Can you return the passage of the post about Rodney Leon that starts at "Having been chosen" and ends at "and artistic visuals.", copied word for word?

━━━ Excerpt to read

Sunday, February 3, 2008

RODNEY LEON



UNSUNG HEROES- RODNEY LEON

RODNEY LEON AND HIS AFRICAN BURIAL GROUND MEMORIAL...

Bon soleil all,

Back on June 18th 2005, I headed to NY for a day to attend an award party hosted by Haitian American Alliance. Four having made a difference in our community were being honored by the organization: Wyclef Jean-Micheline Cadet Duval,Jean-Claude Garoute-Tiga, and---RODNEY LEON.

The other three I had heard about prior to the event. Rodney Leon I met that night and-his life story is one filled with excitement, travels and-accomplishments.

His architecture works have involved handed proposals for memorials for the likes of Frederic Douglas- Martin Luther King and the Freedom Crossing Memorial…

Leon's proposal was chosen over sixty-one offers-and five semifinalists to end up winning the design contract in 2004. At the time of the June event Leon was being applauded for this most remarkable project…

Leon was commissioned to create, design and oversee the ‘Ancestral Libation’ Chamber of the African Burial Ground memorial in Manhattan.

RODNEY LEON is a Haitian-American Yale-trained architect from Brooklyn, who is President and co-founder of AARRIS Architects. With a Bachelor of Architecture from Pratt and a Masters of Architecture from Yale University, Leon stands tall to fill this truly amazing and worthy project. Nicole Hollandt-Denis, is the other half of Aarris Architects PC.

"Our generation has been entrusted with this awesome responsibility and we're honored."

“These people were part of a worldwide network of slavery, and they helped the New York economy run and thrive,” Rodney Leon said.

Having been chosen to design and create the permanent memorial for the African Burial Ground even as a bystander I feel wonderfully proud of his accomplishments- I can imagine the emotions going through his own family.

"The African Burial Ground represents a unique opportunity and responsibility for all of us to tell our story to the world and to specifically honor the memories of the ancestral Africans,"

"We had certain objectives that we established early on that were guiding principles for how the memorial was developed,"

"One was to establish the site as a sacred site. Whatever we designed needed to have a sense of sacredness about it, so ritual and spirituality needed to play a role.

Oh boy, what a design it is! It is like walking into the far future yet-wrapped in total familiarity. He incorporated meticulous ethnic details without sacrificing aesthetics and artistic visuals.

The monument was to originally have cost three million dollars, but-as all never following a financial plan-by the time it was all done, five million was the tally...

━━━━━━
━━━ Records provided

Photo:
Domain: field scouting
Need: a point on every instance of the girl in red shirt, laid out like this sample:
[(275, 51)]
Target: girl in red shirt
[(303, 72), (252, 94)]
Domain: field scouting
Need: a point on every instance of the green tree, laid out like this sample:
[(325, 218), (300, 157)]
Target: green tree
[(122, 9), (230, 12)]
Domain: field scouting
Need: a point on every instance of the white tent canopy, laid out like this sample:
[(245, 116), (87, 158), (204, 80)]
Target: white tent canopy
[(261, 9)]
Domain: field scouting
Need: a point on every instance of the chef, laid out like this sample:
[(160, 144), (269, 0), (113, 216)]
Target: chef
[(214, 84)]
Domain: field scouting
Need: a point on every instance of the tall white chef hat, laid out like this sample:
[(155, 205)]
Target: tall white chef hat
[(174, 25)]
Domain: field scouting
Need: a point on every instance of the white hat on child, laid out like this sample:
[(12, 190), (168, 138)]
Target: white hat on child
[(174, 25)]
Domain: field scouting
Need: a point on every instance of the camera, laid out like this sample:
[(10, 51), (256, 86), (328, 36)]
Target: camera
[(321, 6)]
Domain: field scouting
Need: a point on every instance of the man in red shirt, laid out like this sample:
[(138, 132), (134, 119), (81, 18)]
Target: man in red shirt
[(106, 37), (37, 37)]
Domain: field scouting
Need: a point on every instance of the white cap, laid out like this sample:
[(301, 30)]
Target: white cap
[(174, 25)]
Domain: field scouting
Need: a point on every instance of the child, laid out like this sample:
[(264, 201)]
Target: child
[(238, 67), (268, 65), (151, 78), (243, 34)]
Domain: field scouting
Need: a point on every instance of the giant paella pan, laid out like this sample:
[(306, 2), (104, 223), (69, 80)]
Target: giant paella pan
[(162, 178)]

━━━━━━

*Exercise response:*
Having been chosen to design and create the permanent memorial for the African Burial Ground even as a bystander I feel wonderfully proud of his accomplishments- I can imagine the emotions going through his own family.

"The African Burial Ground represents a unique opportunity and responsibility for all of us to tell our story to the world and to specifically honor the memories of the ancestral Africans,"

"We had certain objectives that we established early on that were guiding principles for how the memorial was developed,"

"One was to establish the site as a sacred site. Whatever we designed needed to have a sense of sacredness about it, so ritual and spirituality needed to play a role.

Oh boy, what a design it is! It is like walking into the far future yet-wrapped in total familiarity. He incorporated meticulous ethnic details without sacrificing aesthetics and artistic visuals.